§ **SEZIONE DI TESTO**
********

Il decreto del ministero detta disposizioni di attuazione di un regolamento dell’Unione europea che definisce vino analcolico (dealcolato) quello con un tasso di alcol non superiore a 0,5% mentre vino parzialmente dealcolato quello con un tasso tra 0,5% e 9% (in Italia la percentuale è di 8,5%). Secondo un’indagine dell’Unione italiana vini, il 36% degli italiani sembra interessato a consumare bevande dealcolate in etichetta, intanto in Puglia si attende lo sbarco sul mercato della nuova bevanda ma diversi imprenditori si dicono convinti che il vino tradizionale «riuscirà a resistere grazie alla sua qualità sempre più alta». C’è da dire pure che secondo il decreto ministeriale, nulla cambierà per i vini pugliesi a denominazione certificata: in Italia infatti il processo di dealcolazione, totale o parziale, non potrà essere eseguito per le categorie di prodotti vitivinicoli a denominazione di origine protetta (detti Dop) e ad indicazione geografica protetta (Igp), Igt Salento compreso.

********

§ **RECORD DEL DATASET**
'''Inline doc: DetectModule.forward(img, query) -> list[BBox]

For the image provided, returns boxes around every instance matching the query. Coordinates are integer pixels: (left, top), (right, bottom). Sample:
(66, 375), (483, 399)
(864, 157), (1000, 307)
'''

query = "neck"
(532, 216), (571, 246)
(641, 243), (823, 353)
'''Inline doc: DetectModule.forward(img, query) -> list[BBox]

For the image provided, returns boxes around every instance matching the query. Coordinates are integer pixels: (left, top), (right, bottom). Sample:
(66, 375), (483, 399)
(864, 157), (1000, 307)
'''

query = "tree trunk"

********

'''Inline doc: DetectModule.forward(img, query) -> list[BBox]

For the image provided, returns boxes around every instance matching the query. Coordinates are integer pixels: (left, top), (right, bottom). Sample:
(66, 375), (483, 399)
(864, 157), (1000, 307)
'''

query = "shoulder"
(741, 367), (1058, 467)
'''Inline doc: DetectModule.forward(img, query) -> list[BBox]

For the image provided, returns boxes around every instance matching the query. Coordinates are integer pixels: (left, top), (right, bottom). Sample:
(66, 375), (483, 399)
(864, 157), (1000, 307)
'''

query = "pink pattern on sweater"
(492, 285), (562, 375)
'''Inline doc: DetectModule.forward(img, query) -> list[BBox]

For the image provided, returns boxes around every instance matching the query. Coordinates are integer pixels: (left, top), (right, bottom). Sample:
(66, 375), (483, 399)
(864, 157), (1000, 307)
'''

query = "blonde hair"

********

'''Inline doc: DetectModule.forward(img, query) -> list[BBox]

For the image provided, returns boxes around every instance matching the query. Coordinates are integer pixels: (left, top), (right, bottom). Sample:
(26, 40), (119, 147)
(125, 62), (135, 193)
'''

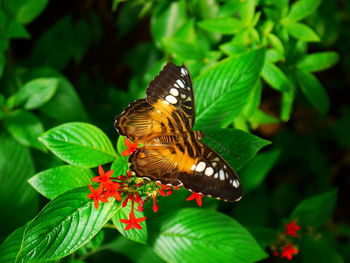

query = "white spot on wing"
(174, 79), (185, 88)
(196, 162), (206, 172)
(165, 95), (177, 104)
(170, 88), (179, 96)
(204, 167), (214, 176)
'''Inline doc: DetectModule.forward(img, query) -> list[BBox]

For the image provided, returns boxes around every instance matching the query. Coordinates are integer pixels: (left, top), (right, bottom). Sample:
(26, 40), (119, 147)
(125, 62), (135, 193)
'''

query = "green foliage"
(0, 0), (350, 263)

********

§ **CONSEGNA**
Riscrivi come elenco puntato il paragrafo della sezione di testo che inizia con «Il decreto del ministero detta», mantenendone i fatti principali.

§ **RISPOSTA**
- Un decreto ministeriale attua un regolamento dell'Unione europea che definisce vino analcolico (dealcolato) quello con un tasso di alcol non superiore allo 0,5%. Definisce invece parzialmente dealcolato quello con un tasso tra 0,5% e 9% (in Italia 8,5%).
- Secondo un'indagine dell'Unione italiana vini, il 36% degli italiani sembra interessato a consumare bevande dealcolate.
- In Puglia si attende l'arrivo sul mercato della nuova bevanda. Diversi imprenditori sono convinti che il vino tradizionale resisterà grazie alla sua qualità sempre più alta.
- Per i vini pugliesi a denominazione certificata non cambierà nulla. In Italia la dealcolazione, totale o parziale, non è consentita per i prodotti Dop e Igp, Igt Salento compreso.